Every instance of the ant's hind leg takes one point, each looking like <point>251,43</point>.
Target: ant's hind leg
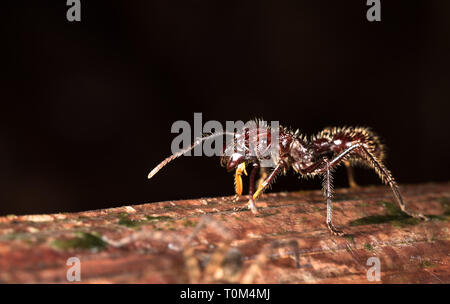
<point>238,185</point>
<point>328,188</point>
<point>351,175</point>
<point>387,178</point>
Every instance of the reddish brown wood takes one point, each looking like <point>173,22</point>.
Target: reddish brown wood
<point>35,248</point>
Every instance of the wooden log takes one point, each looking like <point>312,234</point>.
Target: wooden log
<point>287,243</point>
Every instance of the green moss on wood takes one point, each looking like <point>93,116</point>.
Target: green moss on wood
<point>82,240</point>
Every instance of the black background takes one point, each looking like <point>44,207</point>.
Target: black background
<point>86,107</point>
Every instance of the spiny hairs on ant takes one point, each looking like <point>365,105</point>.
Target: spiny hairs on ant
<point>317,155</point>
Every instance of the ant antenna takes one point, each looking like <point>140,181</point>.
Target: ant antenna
<point>197,142</point>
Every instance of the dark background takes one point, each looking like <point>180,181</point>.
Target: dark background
<point>86,108</point>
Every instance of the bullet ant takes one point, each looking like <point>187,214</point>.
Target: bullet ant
<point>309,157</point>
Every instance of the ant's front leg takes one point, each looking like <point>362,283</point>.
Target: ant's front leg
<point>328,188</point>
<point>350,174</point>
<point>262,186</point>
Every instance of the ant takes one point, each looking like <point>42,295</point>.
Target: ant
<point>318,155</point>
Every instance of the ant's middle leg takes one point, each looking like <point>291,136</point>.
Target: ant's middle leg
<point>251,189</point>
<point>238,185</point>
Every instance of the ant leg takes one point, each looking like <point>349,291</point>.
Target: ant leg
<point>251,189</point>
<point>262,176</point>
<point>351,175</point>
<point>384,174</point>
<point>328,188</point>
<point>263,186</point>
<point>238,186</point>
<point>388,179</point>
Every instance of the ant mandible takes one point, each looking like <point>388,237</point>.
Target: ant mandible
<point>309,157</point>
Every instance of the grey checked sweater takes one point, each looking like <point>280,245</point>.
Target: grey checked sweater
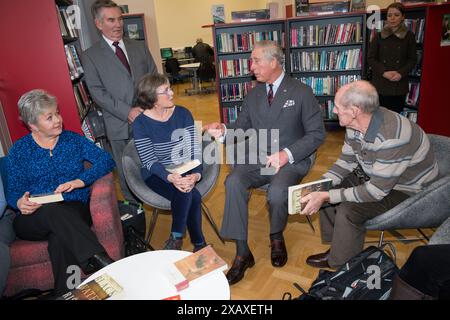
<point>395,153</point>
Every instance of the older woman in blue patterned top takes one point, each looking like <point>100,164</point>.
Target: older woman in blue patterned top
<point>165,135</point>
<point>50,159</point>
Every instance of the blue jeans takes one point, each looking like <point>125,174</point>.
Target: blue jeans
<point>186,208</point>
<point>7,236</point>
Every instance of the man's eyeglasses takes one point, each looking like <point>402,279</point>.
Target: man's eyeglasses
<point>166,92</point>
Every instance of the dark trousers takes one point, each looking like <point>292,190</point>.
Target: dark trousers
<point>238,185</point>
<point>7,236</point>
<point>342,224</point>
<point>66,226</point>
<point>428,270</point>
<point>394,103</point>
<point>186,208</point>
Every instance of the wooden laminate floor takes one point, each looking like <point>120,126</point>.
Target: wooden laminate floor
<point>264,281</point>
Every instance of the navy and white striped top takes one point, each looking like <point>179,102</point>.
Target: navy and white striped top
<point>161,144</point>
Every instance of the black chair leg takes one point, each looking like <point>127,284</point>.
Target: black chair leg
<point>423,234</point>
<point>211,221</point>
<point>141,240</point>
<point>310,223</point>
<point>152,226</point>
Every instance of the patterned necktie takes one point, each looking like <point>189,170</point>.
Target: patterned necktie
<point>270,94</point>
<point>121,55</point>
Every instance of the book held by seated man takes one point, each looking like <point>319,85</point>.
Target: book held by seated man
<point>100,288</point>
<point>184,167</point>
<point>195,266</point>
<point>295,193</point>
<point>44,198</point>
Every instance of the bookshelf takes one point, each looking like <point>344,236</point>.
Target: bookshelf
<point>34,57</point>
<point>325,52</point>
<point>48,59</point>
<point>233,44</point>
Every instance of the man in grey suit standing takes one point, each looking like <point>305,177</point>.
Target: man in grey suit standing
<point>288,114</point>
<point>112,67</point>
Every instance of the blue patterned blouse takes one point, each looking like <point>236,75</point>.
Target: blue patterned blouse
<point>34,169</point>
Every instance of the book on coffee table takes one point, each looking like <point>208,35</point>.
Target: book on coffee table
<point>44,198</point>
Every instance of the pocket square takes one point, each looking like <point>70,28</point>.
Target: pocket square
<point>289,103</point>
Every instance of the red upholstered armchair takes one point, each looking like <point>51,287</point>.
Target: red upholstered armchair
<point>30,263</point>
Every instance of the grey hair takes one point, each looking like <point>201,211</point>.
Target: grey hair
<point>33,103</point>
<point>361,94</point>
<point>98,5</point>
<point>271,50</point>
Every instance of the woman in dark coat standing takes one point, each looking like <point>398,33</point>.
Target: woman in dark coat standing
<point>392,55</point>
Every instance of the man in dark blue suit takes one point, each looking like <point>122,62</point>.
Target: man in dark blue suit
<point>287,112</point>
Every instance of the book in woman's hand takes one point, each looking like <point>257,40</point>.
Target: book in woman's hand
<point>44,198</point>
<point>184,167</point>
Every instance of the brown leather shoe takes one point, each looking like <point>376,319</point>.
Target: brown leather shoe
<point>278,253</point>
<point>319,260</point>
<point>237,270</point>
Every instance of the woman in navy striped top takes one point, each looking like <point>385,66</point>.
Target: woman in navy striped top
<point>165,135</point>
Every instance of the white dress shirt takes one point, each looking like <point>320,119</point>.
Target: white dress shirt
<point>121,45</point>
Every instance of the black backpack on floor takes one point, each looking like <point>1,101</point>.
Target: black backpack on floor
<point>133,225</point>
<point>367,276</point>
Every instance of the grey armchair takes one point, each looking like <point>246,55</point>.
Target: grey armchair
<point>426,209</point>
<point>442,234</point>
<point>132,171</point>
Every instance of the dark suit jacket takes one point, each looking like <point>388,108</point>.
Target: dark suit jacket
<point>294,112</point>
<point>110,84</point>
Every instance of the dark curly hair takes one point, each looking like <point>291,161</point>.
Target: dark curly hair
<point>146,95</point>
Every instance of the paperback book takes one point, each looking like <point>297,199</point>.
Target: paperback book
<point>100,288</point>
<point>44,198</point>
<point>295,193</point>
<point>200,264</point>
<point>194,267</point>
<point>184,167</point>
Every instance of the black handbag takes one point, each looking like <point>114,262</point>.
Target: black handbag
<point>95,123</point>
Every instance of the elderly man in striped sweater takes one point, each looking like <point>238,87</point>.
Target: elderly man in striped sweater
<point>385,159</point>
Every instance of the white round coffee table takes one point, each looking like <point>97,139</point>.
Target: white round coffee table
<point>141,277</point>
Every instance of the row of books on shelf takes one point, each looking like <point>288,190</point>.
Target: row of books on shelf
<point>327,110</point>
<point>234,68</point>
<point>234,91</point>
<point>66,23</point>
<point>242,42</point>
<point>230,113</point>
<point>327,86</point>
<point>316,35</point>
<point>82,98</point>
<point>326,60</point>
<point>73,60</point>
<point>412,97</point>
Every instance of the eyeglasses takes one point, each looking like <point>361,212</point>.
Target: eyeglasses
<point>166,92</point>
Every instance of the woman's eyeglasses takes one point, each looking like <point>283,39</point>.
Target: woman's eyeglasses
<point>166,92</point>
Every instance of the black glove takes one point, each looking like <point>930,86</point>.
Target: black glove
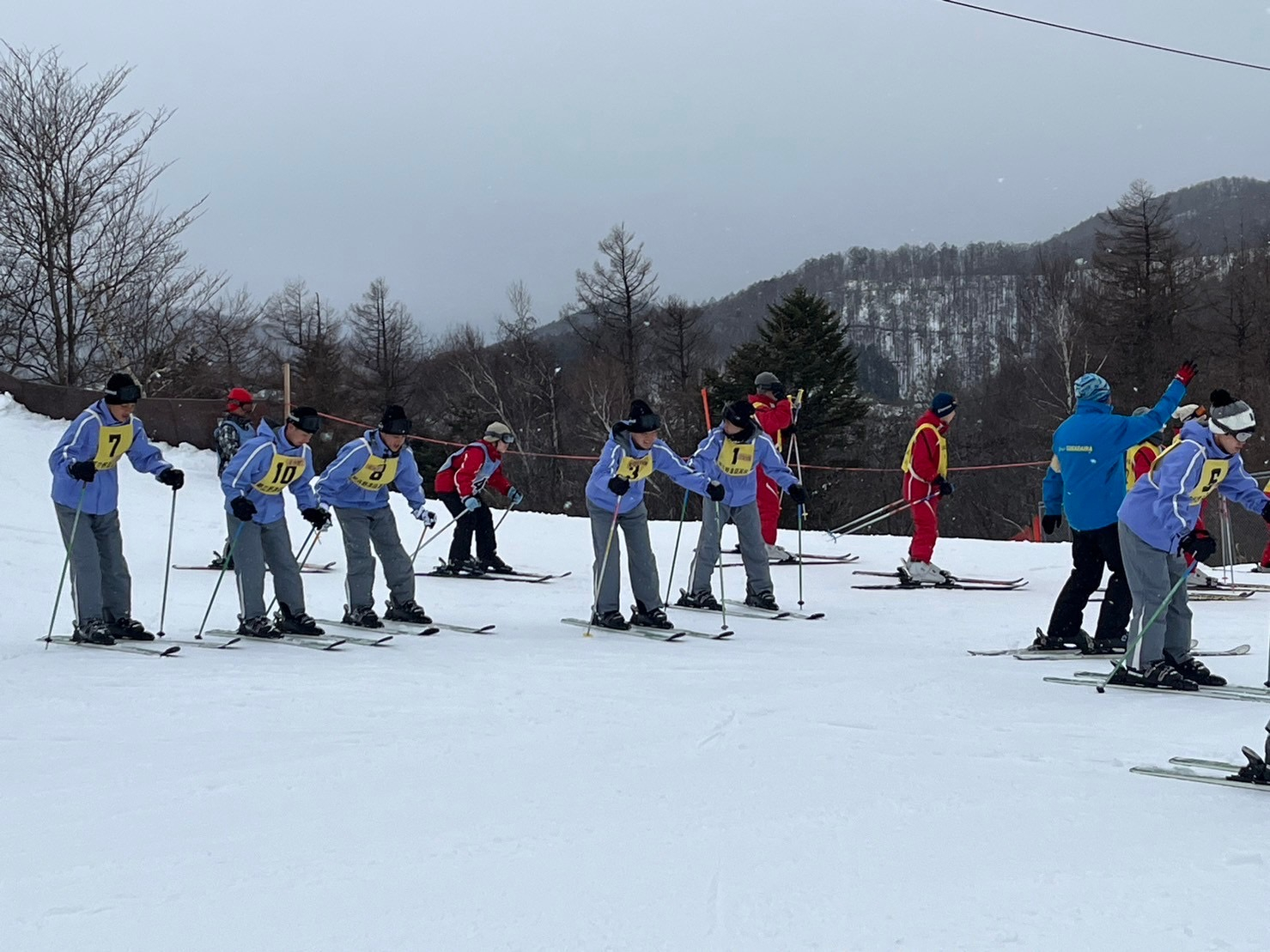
<point>172,476</point>
<point>84,471</point>
<point>243,508</point>
<point>317,517</point>
<point>1199,543</point>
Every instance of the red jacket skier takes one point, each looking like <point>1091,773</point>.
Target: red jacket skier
<point>926,464</point>
<point>775,413</point>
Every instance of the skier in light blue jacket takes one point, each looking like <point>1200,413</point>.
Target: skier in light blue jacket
<point>87,501</point>
<point>355,485</point>
<point>1158,525</point>
<point>729,455</point>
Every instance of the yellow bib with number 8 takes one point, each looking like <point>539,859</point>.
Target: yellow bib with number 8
<point>376,474</point>
<point>283,471</point>
<point>635,467</point>
<point>112,443</point>
<point>737,458</point>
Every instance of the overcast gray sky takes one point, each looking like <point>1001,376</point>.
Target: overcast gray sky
<point>453,148</point>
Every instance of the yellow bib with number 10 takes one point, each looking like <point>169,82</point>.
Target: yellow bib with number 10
<point>737,458</point>
<point>376,474</point>
<point>283,471</point>
<point>636,467</point>
<point>112,443</point>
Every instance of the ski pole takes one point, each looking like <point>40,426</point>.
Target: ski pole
<point>167,572</point>
<point>604,567</point>
<point>670,581</point>
<point>228,559</point>
<point>723,594</point>
<point>66,562</point>
<point>1142,628</point>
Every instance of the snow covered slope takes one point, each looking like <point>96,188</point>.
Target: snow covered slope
<point>853,784</point>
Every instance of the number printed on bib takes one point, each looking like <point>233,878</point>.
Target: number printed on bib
<point>112,443</point>
<point>635,467</point>
<point>376,474</point>
<point>737,458</point>
<point>283,471</point>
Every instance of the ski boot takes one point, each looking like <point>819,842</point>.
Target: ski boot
<point>761,599</point>
<point>610,620</point>
<point>362,617</point>
<point>497,567</point>
<point>1195,670</point>
<point>257,628</point>
<point>409,612</point>
<point>644,617</point>
<point>125,628</point>
<point>699,599</point>
<point>296,622</point>
<point>92,631</point>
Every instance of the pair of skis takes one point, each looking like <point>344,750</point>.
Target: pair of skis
<point>955,581</point>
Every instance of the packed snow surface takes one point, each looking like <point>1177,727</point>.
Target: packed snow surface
<point>851,784</point>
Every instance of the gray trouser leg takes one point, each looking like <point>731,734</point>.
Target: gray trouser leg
<point>248,567</point>
<point>753,550</point>
<point>276,543</point>
<point>641,561</point>
<point>606,575</point>
<point>355,525</point>
<point>713,517</point>
<point>1152,573</point>
<point>85,567</point>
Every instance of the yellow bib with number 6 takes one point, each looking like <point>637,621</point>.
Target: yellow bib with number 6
<point>283,471</point>
<point>112,443</point>
<point>737,458</point>
<point>635,467</point>
<point>376,474</point>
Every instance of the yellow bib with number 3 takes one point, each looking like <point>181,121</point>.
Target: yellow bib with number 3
<point>283,471</point>
<point>635,467</point>
<point>112,443</point>
<point>376,474</point>
<point>737,458</point>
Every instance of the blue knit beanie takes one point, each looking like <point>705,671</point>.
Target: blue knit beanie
<point>943,403</point>
<point>1091,386</point>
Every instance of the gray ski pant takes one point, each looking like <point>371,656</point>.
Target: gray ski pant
<point>100,584</point>
<point>753,550</point>
<point>259,545</point>
<point>361,527</point>
<point>639,559</point>
<point>1152,573</point>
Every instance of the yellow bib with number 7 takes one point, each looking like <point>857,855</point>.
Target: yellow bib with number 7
<point>376,474</point>
<point>283,471</point>
<point>635,467</point>
<point>112,443</point>
<point>737,458</point>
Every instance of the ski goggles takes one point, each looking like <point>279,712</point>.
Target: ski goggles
<point>130,394</point>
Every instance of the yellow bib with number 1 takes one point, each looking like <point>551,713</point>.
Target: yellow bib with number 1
<point>283,471</point>
<point>376,474</point>
<point>737,458</point>
<point>112,443</point>
<point>636,467</point>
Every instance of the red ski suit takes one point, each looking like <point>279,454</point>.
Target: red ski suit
<point>925,461</point>
<point>774,416</point>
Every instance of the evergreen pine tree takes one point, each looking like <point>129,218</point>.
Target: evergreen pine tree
<point>804,344</point>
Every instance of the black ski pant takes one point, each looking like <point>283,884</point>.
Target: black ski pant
<point>1092,551</point>
<point>479,523</point>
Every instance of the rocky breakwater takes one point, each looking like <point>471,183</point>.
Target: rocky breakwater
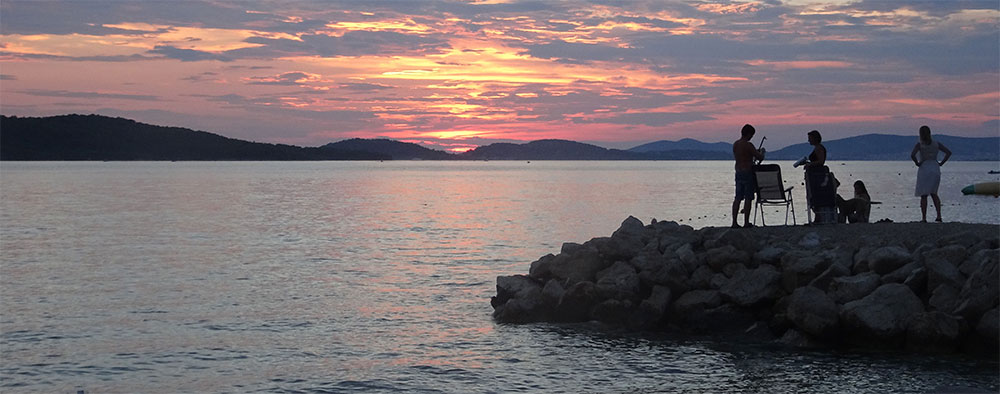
<point>926,287</point>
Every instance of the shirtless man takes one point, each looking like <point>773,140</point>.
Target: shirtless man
<point>746,183</point>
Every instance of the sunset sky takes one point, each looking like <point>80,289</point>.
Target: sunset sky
<point>453,75</point>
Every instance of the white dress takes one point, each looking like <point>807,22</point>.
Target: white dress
<point>929,173</point>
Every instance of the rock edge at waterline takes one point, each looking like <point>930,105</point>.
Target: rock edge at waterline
<point>924,287</point>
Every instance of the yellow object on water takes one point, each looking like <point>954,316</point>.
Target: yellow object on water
<point>989,188</point>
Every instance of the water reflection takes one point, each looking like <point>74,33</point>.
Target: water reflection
<point>219,277</point>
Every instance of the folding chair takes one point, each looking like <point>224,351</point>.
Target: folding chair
<point>771,191</point>
<point>821,195</point>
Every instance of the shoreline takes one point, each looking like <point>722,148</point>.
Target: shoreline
<point>918,287</point>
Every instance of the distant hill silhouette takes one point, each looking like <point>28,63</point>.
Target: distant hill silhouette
<point>548,150</point>
<point>95,137</point>
<point>395,149</point>
<point>686,144</point>
<point>893,147</point>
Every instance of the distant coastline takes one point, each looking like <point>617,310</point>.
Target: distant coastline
<point>102,138</point>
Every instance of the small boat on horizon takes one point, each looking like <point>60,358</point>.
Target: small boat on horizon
<point>983,188</point>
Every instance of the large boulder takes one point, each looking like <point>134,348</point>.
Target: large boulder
<point>719,257</point>
<point>615,312</point>
<point>653,309</point>
<point>849,288</point>
<point>577,302</point>
<point>888,258</point>
<point>687,256</point>
<point>836,270</point>
<point>800,268</point>
<point>671,273</point>
<point>692,306</point>
<point>900,274</point>
<point>933,332</point>
<point>632,228</point>
<point>983,256</point>
<point>882,316</point>
<point>552,292</point>
<point>989,328</point>
<point>581,265</point>
<point>917,281</point>
<point>613,249</point>
<point>619,281</point>
<point>813,312</point>
<point>753,287</point>
<point>954,254</point>
<point>942,272</point>
<point>739,239</point>
<point>518,300</point>
<point>944,298</point>
<point>770,254</point>
<point>980,292</point>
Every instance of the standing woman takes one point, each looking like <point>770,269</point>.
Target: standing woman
<point>929,172</point>
<point>817,159</point>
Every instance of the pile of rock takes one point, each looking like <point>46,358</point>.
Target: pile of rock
<point>889,285</point>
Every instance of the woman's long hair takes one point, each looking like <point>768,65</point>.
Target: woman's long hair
<point>925,135</point>
<point>859,188</point>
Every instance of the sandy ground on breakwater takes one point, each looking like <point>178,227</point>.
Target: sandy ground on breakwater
<point>910,234</point>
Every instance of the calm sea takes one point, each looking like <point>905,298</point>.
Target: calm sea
<point>373,277</point>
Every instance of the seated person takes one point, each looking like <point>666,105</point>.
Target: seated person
<point>857,209</point>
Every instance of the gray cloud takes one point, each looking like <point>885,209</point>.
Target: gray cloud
<point>284,79</point>
<point>187,55</point>
<point>88,95</point>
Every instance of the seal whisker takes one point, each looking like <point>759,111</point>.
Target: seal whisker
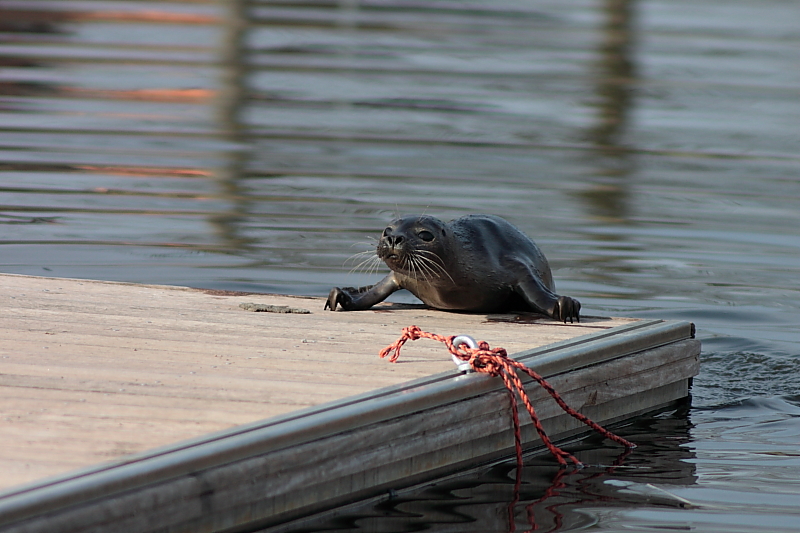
<point>419,267</point>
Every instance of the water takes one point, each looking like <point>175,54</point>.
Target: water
<point>649,147</point>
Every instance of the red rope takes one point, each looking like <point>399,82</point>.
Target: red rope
<point>496,362</point>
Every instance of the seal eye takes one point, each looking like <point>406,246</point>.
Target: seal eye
<point>426,236</point>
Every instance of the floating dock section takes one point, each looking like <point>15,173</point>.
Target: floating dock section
<point>132,408</point>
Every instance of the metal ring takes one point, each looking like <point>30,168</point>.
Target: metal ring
<point>462,365</point>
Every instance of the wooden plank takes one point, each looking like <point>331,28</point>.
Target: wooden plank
<point>284,481</point>
<point>92,371</point>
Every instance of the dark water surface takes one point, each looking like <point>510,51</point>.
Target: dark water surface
<point>652,148</point>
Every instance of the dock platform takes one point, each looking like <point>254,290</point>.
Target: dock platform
<point>129,407</point>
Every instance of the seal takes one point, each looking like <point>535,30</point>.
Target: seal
<point>476,263</point>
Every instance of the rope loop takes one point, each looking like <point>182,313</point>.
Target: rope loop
<point>496,362</point>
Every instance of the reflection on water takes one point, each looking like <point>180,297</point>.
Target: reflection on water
<point>650,147</point>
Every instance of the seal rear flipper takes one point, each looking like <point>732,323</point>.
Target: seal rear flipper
<point>360,298</point>
<point>545,301</point>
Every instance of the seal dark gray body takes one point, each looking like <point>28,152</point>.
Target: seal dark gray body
<point>476,263</point>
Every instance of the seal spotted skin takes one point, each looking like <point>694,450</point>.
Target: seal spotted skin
<point>476,263</point>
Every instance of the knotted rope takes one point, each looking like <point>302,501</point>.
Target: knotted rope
<point>496,362</point>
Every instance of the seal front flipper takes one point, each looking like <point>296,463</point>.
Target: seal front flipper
<point>545,301</point>
<point>357,299</point>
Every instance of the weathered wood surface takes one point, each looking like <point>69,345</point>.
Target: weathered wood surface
<point>91,371</point>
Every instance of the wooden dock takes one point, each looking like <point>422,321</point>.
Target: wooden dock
<point>142,408</point>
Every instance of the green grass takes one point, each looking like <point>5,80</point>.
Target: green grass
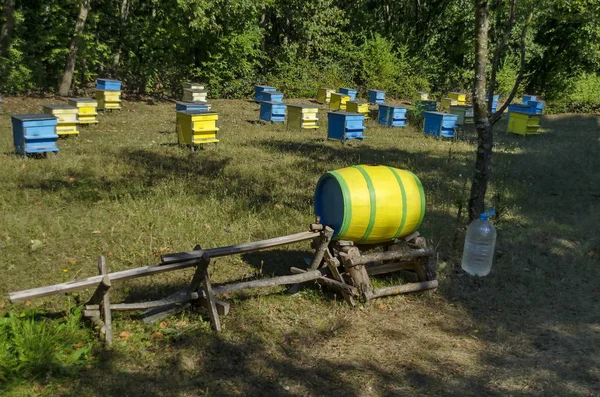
<point>126,191</point>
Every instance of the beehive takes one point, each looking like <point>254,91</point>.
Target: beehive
<point>260,89</point>
<point>34,133</point>
<point>324,95</point>
<point>87,110</point>
<point>202,106</point>
<point>392,116</point>
<point>439,124</point>
<point>272,111</point>
<point>303,116</point>
<point>193,86</point>
<point>271,96</point>
<point>67,118</point>
<point>108,100</point>
<point>420,96</point>
<point>358,107</point>
<point>524,123</point>
<point>426,106</point>
<point>108,85</point>
<point>464,114</point>
<point>447,103</point>
<point>194,95</point>
<point>350,92</point>
<point>344,126</point>
<point>459,97</point>
<point>338,101</point>
<point>197,127</point>
<point>376,96</point>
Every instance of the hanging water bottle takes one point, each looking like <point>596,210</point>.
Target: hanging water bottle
<point>479,246</point>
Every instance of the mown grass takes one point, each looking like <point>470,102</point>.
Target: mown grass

----------

■ **WHAT IS NEEDED**: Where in the records above does the word "mown" appear? Copy each line that holds it.

■ **TASK OUTPUT**:
Every instance of the mown grass takes one point, each looking like <point>470,102</point>.
Target: mown grass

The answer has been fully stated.